- **What the task asks**:
Every entry must be given again exactly.

- **Record excerpts**:
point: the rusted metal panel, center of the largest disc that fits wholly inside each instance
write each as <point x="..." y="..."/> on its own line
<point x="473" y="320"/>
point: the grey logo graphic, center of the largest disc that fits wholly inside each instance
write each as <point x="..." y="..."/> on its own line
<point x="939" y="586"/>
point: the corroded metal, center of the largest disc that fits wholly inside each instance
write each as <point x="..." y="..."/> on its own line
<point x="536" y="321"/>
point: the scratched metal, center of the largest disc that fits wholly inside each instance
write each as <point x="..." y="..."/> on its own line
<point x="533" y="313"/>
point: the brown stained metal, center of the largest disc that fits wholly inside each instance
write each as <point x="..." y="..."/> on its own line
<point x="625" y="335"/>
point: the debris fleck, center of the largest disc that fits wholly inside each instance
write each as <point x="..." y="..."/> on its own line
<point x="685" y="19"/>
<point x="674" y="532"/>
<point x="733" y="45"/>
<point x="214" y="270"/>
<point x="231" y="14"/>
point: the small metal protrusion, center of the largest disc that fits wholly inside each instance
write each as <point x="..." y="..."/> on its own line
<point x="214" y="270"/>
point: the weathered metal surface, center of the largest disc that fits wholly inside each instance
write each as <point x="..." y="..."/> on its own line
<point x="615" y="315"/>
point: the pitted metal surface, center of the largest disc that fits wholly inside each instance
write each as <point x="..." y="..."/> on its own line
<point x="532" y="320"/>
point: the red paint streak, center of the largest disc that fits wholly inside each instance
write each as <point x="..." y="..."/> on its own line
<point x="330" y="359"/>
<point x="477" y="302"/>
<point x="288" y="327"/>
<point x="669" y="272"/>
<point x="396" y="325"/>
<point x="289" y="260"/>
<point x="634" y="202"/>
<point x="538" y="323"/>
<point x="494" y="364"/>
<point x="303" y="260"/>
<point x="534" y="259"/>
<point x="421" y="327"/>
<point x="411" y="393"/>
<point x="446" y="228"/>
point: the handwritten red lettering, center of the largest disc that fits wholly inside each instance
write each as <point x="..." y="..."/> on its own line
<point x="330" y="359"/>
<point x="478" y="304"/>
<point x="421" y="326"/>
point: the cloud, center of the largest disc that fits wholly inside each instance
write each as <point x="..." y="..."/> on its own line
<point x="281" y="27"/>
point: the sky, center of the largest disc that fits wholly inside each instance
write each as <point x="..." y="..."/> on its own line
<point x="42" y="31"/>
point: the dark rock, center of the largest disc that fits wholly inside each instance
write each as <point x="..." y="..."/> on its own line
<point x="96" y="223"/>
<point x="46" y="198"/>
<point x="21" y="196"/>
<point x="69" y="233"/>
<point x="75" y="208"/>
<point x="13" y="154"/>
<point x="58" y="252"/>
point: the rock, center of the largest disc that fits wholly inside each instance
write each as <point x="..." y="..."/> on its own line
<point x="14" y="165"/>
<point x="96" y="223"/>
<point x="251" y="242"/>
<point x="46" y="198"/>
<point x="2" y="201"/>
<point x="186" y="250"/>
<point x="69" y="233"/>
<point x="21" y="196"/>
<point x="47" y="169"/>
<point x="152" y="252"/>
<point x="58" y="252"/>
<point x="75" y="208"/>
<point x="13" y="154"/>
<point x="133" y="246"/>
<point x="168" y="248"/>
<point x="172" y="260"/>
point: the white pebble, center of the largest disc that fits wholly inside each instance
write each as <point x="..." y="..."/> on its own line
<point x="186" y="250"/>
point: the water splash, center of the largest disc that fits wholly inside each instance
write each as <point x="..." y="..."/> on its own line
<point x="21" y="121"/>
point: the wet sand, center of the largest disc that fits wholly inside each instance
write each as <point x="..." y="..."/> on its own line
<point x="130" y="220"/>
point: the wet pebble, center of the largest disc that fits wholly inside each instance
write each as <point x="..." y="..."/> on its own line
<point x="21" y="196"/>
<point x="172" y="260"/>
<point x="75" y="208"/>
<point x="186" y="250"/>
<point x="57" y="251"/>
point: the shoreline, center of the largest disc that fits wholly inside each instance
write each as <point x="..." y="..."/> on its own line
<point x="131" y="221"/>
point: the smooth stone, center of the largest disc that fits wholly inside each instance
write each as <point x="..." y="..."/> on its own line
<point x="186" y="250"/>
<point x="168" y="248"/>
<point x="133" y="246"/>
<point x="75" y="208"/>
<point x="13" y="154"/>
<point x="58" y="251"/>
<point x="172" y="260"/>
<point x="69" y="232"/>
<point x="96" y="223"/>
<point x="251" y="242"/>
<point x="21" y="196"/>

- **Problem solution**:
point: the rusted metal panel, center of the largest disc that fits wholly inside each instance
write each as <point x="..." y="..."/> on its own line
<point x="473" y="320"/>
point: the grey logo graphic, center of the largest disc that fits wholly inside each instance
write each as <point x="..." y="..."/> on its own line
<point x="939" y="586"/>
point: the corroded metal, center of the largest disc that fits wholly inside each instance
write each as <point x="..." y="..."/> on its own line
<point x="536" y="321"/>
point: the scratched metal, center of the largest disc that fits wholly inside each instance
write each as <point x="..." y="..."/> on its own line
<point x="533" y="313"/>
point: the brown stained metal, center of the largest disc that fits wholly inside each instance
write each as <point x="..." y="..."/> on its own line
<point x="625" y="335"/>
point: the debris fleck, center of the largest disc that fits wholly inside each instance
write each as <point x="..." y="..."/> on its own line
<point x="685" y="19"/>
<point x="674" y="532"/>
<point x="733" y="45"/>
<point x="214" y="270"/>
<point x="231" y="14"/>
point: the small metal protrusion, center of the largest disc that fits wholly inside each instance
write each as <point x="..." y="..."/> on its own line
<point x="214" y="270"/>
point: the weathered metal surface, center of the largest disc that fits wholly inside each instance
write each as <point x="..." y="..."/> on its own line
<point x="615" y="315"/>
point: the pitted metal surface, center of the largest disc that fits wholly inside each instance
write each as <point x="..." y="..."/> on its own line
<point x="532" y="320"/>
point: the red paint streak, center of the largest disc that fits wholly inside each instance
write each as <point x="..." y="..."/> on its own line
<point x="330" y="359"/>
<point x="477" y="302"/>
<point x="288" y="327"/>
<point x="669" y="272"/>
<point x="396" y="325"/>
<point x="289" y="260"/>
<point x="634" y="202"/>
<point x="538" y="323"/>
<point x="494" y="364"/>
<point x="303" y="260"/>
<point x="534" y="259"/>
<point x="421" y="327"/>
<point x="411" y="393"/>
<point x="446" y="228"/>
point: the handwritten red lettering, center of the largest disc that fits wholly inside each instance
write each as <point x="..." y="..."/> on its own line
<point x="330" y="359"/>
<point x="478" y="304"/>
<point x="421" y="326"/>
point: the cloud, center of the largest disc that fits wholly inside each instance
write each as <point x="..." y="..."/> on its own line
<point x="281" y="27"/>
point: the sky, center of the largest disc that fits wholly inside each instance
write each as <point x="..." y="..."/> on its own line
<point x="42" y="31"/>
point: the dark rock, center of the largest disc that fits wholly inside each instance
write each as <point x="..." y="..."/> on its own line
<point x="96" y="223"/>
<point x="46" y="198"/>
<point x="21" y="196"/>
<point x="69" y="233"/>
<point x="75" y="208"/>
<point x="13" y="154"/>
<point x="58" y="252"/>
point: the rock, center of the largest disc that fits wholly inside each instance
write each as <point x="..." y="..."/> on its own line
<point x="14" y="165"/>
<point x="96" y="223"/>
<point x="251" y="242"/>
<point x="46" y="198"/>
<point x="2" y="201"/>
<point x="186" y="250"/>
<point x="69" y="233"/>
<point x="21" y="196"/>
<point x="47" y="169"/>
<point x="152" y="252"/>
<point x="58" y="252"/>
<point x="75" y="208"/>
<point x="13" y="154"/>
<point x="133" y="246"/>
<point x="168" y="248"/>
<point x="172" y="260"/>
point: the white pebble, center of the largest disc that fits wholly inside each instance
write each as <point x="..." y="..."/> on its own line
<point x="186" y="250"/>
point: the water splash, center of the largest disc that fits wholly inside each instance
write each as <point x="..." y="..."/> on its own line
<point x="21" y="121"/>
point: the wet sand, center of the largest disc that fits wholly inside each instance
write each as <point x="..." y="..."/> on its own line
<point x="130" y="220"/>
point: the wet pebble, center of the largest disc that fits wholly inside each instance
write each as <point x="..." y="..."/> on its own line
<point x="21" y="196"/>
<point x="172" y="260"/>
<point x="75" y="208"/>
<point x="186" y="250"/>
<point x="57" y="251"/>
point: the shoreline, center of the largest disc that fits wholly inside each instance
write each as <point x="..." y="..."/> on its own line
<point x="131" y="221"/>
point: the smooth stone, center of the largest disc that fits wholly inside each instance
write each as <point x="..." y="..."/> on its own line
<point x="186" y="250"/>
<point x="168" y="248"/>
<point x="133" y="246"/>
<point x="75" y="208"/>
<point x="13" y="154"/>
<point x="58" y="251"/>
<point x="172" y="260"/>
<point x="69" y="232"/>
<point x="96" y="223"/>
<point x="251" y="242"/>
<point x="21" y="196"/>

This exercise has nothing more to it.